--- INSTRUCTIONS TO FOLLOW ---
Can you write out the whole restaurant news piece on Jamie's Italian and Bar Shu below, word for word?

--- SOURCE ---

━━━

JAMIE'S italian

WHEN Jamie Oliver first starting talking up his high street Italian restaurant brand, ahead of the opening of the first branch in Oxford last year, the patter was of taking it to poorly served university towns with branches in Oxford, Bath, Brighton and Kingston currently open with Guildford and Cardiff scheduled to follow this autumn.

But somewhere along the line the plan changed - possibly because commercial rents in the Capital dropped - and Oliver decided to take Jamie's Italian to London and beyond. This Canary Wharf branch is the beginning of his assault on London with another flagship branch planned for Covent Garden next year. Of course Oliver already has a presence in London through his Fifteen, the training restaurant in Hoxton that's the centrepiece of the charity.
But Jamie's Italian is very a different beast. Oliver is aiming to do a much better version of the affordable Italian chains that proliferate the British high street but by-and- large disappoint.
So far he has succeeded, the antipasti and pasta sections of the menu are particularly competitively priced at a quality that's not found elsewhere on the high street.

Whether or not he can keep the quality up as he continues to expand the brand  - with news of a proposed roll-out of 30 branches across Asia over the next five years starting in Hong Kong next year has just been confirmed- only time will tell.  

Jamie's Italian, Canary Wharf

www.jamieoliver.com

  Jamie's Italian
 

FIERY RETURN

Soho Sichuanese Bar Shu which has been out of action since January 2009 after a fire - caused incidentally by a chef frying eggs for staff breakfast and not in the preparation of a spicy speciality involving frightening quantities of mouth-numbing Sichuan pepper and a vat of boiling oil - has reopened. Bar Shu’s menu will remain focused on the fiery flavours of China’s southwestern Sichuan province, having kick-started the trend for cooking from the region when it originally launched back in 2006.

━━━

--- DATASET ---
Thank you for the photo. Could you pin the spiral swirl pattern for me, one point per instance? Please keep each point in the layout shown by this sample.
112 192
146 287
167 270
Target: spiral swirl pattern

━━━

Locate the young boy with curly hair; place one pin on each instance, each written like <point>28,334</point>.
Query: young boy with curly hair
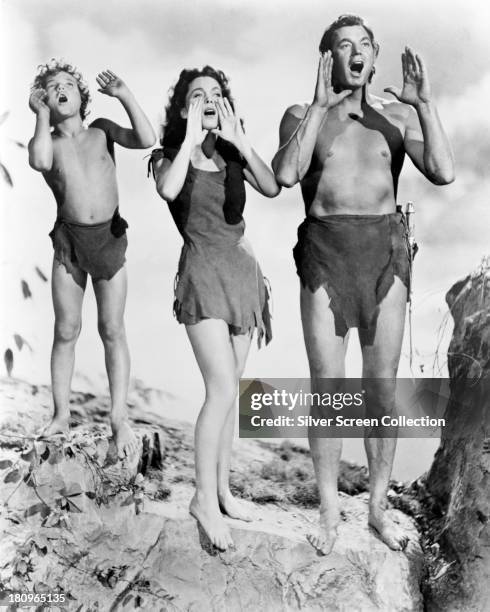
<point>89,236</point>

━━━

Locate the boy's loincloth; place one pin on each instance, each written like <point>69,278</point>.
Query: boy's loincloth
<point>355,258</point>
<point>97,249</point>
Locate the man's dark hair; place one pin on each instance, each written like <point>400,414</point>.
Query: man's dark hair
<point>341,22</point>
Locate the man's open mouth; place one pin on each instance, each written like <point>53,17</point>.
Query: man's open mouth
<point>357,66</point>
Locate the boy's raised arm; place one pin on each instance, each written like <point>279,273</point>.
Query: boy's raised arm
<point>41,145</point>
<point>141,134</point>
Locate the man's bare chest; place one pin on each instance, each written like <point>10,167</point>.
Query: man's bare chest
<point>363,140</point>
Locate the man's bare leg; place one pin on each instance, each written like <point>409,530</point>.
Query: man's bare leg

━━━

--- RESPONSE TO THIS TASK ---
JAMIE'S italian

WHEN Jamie Oliver first starting talking up his high street Italian restaurant brand, ahead of the opening of the first branch in Oxford last year, the patter was of taking it to poorly served university towns with branches in Oxford, Bath, Brighton and Kingston currently open with Guildford and Cardiff scheduled to follow this autumn.

But somewhere along the line the plan changed - possibly because commercial rents in the Capital dropped - and Oliver decided to take Jamie's Italian to London and beyond. This Canary Wharf branch is the beginning of his assault on London with another flagship branch planned for Covent Garden next year. Of course Oliver already has a presence in London through his Fifteen, the training restaurant in Hoxton that's the centrepiece of the charity.
But Jamie's Italian is very a different beast. Oliver is aiming to do a much better version of the affordable Italian chains that proliferate the British high street but by-and- large disappoint.
So far he has succeeded, the antipasti and pasta sections of the menu are particularly competitively priced at a quality that's not found elsewhere on the high street.

Whether or not he can keep the quality up as he continues to expand the brand  - with news of a proposed roll-out of 30 branches across Asia over the next five years starting in Hong Kong next year has just been confirmed- only time will tell.  

Jamie's Italian, Canary Wharf

www.jamieoliver.com

  Jamie's Italian
 

FIERY RETURN

Soho Sichuanese Bar Shu which has been out of action since January 2009 after a fire - caused incidentally by a chef frying eggs for staff breakfast and not in the preparation of a spicy speciality involving frightening quantities of mouth-numbing Sichuan pepper and a vat of boiling oil - has reopened. Bar Shu’s menu will remain focused on the fiery flavours of China’s southwestern Sichuan province, having kick-started the trend for cooking from the region when it originally launched back in 2006.